What is expected
In the records below, find each line containing the word "leggings" and copy it.

(Material provided)

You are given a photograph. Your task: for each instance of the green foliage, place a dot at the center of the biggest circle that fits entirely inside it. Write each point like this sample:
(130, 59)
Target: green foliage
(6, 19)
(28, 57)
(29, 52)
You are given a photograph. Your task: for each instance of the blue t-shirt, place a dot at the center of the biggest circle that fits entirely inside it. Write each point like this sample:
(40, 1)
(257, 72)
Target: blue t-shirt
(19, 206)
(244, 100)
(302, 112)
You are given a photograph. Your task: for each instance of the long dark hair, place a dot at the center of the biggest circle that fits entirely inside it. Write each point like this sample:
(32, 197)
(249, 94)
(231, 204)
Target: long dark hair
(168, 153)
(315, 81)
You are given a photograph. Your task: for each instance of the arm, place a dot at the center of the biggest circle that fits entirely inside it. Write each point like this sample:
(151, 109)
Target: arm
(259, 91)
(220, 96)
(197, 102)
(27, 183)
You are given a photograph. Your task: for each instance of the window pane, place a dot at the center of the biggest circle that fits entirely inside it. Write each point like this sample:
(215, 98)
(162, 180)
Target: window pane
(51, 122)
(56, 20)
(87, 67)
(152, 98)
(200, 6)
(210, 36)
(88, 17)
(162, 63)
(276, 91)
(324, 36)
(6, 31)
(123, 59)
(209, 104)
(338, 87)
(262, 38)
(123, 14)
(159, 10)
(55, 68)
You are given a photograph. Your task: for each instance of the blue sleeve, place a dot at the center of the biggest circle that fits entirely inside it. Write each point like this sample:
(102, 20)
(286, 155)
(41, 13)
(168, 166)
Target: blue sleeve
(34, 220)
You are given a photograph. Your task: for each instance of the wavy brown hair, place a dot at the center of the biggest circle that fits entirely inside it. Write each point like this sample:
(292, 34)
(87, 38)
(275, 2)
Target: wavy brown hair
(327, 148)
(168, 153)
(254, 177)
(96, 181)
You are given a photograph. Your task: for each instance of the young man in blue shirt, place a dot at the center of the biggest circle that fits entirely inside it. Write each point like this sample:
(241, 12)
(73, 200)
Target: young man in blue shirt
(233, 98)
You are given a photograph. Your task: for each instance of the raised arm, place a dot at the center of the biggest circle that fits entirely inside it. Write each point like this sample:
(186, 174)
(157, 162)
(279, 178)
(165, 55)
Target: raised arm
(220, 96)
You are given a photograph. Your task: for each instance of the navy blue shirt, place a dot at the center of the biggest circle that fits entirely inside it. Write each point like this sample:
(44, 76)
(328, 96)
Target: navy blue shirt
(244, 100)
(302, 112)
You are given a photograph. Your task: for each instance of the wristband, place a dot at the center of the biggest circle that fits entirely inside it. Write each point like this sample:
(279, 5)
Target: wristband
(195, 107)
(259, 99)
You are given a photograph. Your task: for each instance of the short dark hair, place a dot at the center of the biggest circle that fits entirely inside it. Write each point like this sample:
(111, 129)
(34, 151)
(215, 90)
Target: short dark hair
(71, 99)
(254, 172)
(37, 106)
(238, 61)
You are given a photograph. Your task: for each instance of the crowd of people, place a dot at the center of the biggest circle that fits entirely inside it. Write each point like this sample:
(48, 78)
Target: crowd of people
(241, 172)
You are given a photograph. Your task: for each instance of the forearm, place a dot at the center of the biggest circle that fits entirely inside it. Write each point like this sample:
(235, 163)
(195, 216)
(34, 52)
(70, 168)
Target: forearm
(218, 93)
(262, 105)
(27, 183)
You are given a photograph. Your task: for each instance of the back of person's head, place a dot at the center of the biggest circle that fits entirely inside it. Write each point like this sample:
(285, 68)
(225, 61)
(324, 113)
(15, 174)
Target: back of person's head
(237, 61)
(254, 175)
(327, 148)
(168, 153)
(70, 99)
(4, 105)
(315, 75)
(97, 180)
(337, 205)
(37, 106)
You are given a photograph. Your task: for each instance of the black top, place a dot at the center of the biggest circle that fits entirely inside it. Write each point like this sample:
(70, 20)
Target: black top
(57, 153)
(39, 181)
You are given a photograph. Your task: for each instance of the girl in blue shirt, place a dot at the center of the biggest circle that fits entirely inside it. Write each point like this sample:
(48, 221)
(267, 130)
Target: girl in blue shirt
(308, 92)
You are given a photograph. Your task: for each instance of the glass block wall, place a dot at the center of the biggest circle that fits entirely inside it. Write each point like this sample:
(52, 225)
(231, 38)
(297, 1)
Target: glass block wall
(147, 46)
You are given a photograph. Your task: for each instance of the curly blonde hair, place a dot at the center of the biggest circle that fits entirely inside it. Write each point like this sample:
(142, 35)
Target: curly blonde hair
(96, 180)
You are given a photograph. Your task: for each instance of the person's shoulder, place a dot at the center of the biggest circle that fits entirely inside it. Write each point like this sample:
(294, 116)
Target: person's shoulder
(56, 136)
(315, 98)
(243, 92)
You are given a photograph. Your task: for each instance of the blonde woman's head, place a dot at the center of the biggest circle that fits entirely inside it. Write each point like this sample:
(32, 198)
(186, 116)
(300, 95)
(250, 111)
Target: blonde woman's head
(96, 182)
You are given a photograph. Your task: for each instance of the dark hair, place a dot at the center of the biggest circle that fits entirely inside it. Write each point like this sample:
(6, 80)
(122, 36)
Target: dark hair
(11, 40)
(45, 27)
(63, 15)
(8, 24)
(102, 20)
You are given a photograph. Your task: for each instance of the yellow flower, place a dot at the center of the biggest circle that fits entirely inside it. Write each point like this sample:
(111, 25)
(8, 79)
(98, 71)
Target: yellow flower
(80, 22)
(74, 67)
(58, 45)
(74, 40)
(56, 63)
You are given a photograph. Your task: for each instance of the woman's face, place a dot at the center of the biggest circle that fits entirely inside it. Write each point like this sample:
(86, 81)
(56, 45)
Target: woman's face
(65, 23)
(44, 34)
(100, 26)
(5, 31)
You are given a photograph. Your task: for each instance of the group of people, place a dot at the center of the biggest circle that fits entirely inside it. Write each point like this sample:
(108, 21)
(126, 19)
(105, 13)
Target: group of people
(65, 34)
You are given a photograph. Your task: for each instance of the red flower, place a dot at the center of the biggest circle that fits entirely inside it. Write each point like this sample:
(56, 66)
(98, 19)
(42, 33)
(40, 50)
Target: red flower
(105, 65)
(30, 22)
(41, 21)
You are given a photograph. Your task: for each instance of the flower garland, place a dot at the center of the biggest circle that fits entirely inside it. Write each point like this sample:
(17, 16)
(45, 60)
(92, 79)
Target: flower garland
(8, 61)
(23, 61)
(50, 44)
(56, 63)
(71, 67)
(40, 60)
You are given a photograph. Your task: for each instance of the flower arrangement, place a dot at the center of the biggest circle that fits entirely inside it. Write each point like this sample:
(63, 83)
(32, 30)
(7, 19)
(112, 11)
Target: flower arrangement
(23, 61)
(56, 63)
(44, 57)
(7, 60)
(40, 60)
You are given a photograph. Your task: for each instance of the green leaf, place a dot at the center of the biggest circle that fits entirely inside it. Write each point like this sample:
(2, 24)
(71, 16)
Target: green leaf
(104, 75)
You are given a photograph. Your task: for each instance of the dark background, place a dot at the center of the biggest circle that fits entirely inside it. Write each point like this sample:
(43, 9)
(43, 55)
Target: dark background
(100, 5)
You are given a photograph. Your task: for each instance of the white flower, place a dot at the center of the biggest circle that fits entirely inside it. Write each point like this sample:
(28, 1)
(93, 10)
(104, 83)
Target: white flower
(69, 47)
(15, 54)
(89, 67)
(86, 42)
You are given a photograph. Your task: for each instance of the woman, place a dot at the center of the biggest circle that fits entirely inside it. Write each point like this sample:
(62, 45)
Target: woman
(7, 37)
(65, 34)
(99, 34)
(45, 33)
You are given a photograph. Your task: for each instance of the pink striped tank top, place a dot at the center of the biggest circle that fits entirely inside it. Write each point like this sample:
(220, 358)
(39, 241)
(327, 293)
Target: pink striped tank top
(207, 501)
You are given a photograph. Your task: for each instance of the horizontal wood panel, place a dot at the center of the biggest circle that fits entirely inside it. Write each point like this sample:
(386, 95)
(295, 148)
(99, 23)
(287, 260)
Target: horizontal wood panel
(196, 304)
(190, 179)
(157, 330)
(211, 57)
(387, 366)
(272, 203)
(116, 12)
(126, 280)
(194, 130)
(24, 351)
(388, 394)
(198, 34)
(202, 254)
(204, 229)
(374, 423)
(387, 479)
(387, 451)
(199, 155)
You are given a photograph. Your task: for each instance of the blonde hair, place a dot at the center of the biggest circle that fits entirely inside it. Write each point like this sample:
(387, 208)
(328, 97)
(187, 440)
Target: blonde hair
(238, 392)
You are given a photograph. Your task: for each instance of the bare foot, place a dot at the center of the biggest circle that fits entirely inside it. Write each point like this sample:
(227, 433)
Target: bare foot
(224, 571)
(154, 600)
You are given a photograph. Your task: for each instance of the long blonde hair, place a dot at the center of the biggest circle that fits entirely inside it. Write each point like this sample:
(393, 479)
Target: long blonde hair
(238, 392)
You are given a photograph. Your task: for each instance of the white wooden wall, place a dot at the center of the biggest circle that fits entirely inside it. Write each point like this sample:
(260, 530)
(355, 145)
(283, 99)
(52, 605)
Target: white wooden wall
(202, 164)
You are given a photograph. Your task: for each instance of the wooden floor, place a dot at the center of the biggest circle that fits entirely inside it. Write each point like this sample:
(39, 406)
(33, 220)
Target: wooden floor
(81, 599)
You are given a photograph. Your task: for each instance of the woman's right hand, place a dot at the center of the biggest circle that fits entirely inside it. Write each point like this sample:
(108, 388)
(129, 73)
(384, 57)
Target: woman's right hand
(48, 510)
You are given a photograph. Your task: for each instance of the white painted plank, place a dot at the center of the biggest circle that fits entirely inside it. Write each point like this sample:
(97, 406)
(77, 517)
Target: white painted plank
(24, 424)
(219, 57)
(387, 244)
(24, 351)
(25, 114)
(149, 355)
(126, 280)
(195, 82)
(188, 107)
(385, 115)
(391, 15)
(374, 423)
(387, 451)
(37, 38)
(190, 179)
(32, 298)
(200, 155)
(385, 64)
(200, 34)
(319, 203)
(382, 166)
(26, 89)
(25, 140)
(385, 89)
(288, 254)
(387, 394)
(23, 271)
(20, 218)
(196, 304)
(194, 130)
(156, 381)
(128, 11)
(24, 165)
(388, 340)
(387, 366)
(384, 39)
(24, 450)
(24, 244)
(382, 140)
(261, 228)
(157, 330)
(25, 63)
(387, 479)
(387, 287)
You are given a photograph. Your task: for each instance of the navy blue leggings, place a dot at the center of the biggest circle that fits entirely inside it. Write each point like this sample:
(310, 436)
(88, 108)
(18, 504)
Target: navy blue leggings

(End Material provided)

Result of the exercise
You are given a photograph. Your task: for each instance of the navy blue leggings, place a dot at the center of the biggest circle that fits entirely inside it. Write each point like this sample:
Target: navy blue leggings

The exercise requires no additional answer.